Activity: Every record that follows needs to be written out again, exactly.

***

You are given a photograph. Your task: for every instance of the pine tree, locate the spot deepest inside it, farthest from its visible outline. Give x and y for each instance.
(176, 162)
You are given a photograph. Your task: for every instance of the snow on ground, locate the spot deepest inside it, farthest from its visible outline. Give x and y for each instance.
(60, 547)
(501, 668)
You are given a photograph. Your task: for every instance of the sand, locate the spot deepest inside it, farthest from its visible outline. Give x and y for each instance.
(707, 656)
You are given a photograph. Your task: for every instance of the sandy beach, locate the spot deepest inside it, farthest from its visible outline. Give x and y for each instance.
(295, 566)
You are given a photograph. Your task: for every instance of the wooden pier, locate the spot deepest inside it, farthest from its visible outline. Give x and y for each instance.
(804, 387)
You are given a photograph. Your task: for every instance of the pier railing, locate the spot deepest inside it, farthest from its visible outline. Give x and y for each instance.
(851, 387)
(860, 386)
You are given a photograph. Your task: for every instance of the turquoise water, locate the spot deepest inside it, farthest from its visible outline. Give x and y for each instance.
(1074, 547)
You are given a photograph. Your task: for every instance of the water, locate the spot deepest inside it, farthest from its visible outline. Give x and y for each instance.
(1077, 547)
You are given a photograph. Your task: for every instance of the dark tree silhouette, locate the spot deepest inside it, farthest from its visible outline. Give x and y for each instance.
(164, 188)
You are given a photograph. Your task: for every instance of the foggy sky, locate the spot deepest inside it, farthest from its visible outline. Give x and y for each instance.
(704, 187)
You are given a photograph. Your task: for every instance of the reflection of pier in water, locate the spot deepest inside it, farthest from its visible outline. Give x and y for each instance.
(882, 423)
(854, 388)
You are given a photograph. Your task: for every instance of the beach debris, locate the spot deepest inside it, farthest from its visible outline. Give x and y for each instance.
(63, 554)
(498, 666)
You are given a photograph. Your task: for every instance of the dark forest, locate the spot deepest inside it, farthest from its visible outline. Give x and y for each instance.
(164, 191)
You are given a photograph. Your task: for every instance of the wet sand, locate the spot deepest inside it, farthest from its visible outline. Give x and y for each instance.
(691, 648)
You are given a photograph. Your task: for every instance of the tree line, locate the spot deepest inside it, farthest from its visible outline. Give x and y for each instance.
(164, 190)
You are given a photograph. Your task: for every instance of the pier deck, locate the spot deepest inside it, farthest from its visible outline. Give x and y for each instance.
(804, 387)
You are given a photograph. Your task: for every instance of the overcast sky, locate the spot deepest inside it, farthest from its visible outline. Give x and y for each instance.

***

Answer below:
You are given a photograph. Your task: for every instance of the pine tree, locate the spot deepest inside it, farthest from its visible outline. Give x and y for each instance.
(176, 162)
You are given a photograph. Your task: for every instance of the snow on ground, locate the spot deepest inside it, farthest from its visible outline. Give x and y for each instance.
(60, 547)
(501, 668)
You are given a photograph. Your task: for every instance of the sand, locate the spot deepest inside it, farthest from its visible outline. Give x and y for each instance.
(707, 656)
You are given a photograph. Your task: for every instance of the sandy beach, locate the spot deepest inside it, farthest from its visible outline. Give x and y for each instance.
(295, 566)
You are given a photograph. Your task: for every instance of the wooden pier, locate the spot deepest inside it, farthest from its visible outline. Give x and y for each instance.
(804, 387)
You are given a photograph. Your task: for every instance of the pier railing, locate the spot deepest inside it, farthest from its visible outline. Give x and y for each instance.
(851, 387)
(860, 386)
You are given a photograph. Your task: for every instance of the turquoise water, locate the spot deepest inside it, farthest from its visible outline. Give x and y for each instance.
(1074, 547)
You are given a photograph. Your task: for every instance of the water, locate the spot deepest inside it, farthest from its visible outline. Give x and y for each instance.
(1077, 547)
You are given a photograph. Your task: for every instance of the dark tree silhouette, locate the spot deepest inside it, farthest from its visible outline. Give x and y for each instance.
(164, 188)
You are given a photograph. Your task: for every instance of the foggy sky, locate the spot deepest inside it, farthest from its visible outline. Give x and y for each instance.
(704, 187)
You are given a photograph. Your task: for every instance of the reflection of pier in water, locate the spot deepest inside it, farthest from its visible outline. Give x and y for each instance.
(882, 423)
(854, 388)
You are given a photograph. Your task: for every instance of the beach debris, locate the spot deepest inside it, farthest from its visible outline. Give x and y for each instance.
(63, 554)
(498, 666)
You are given a photograph. Your task: for every instance of the dark forest, locate the spot deepest inside it, farthest from its visible outline. Give x and y for each instance.
(164, 191)
You are given a photograph. Your task: for every instance of the wet sand, locate the spot deepest inside it, farthest from its visible outline. Give x and y for each instance.
(691, 648)
You are given a photograph. Your task: for every instance of the tree line, locate the spot deepest inside it, farthest from its visible outline. Give x and y for each instance.
(164, 190)
You are given a photograph. Your task: for every instance of the pier deck, locate the spot deepest inside it, farthest from its visible outline. Give x and y for each instance.
(804, 387)
You are given a photograph. Your task: for every instance of the overcast sky, locate the spot deepest inside it, farthest from its visible outline. Give x and y for each instance.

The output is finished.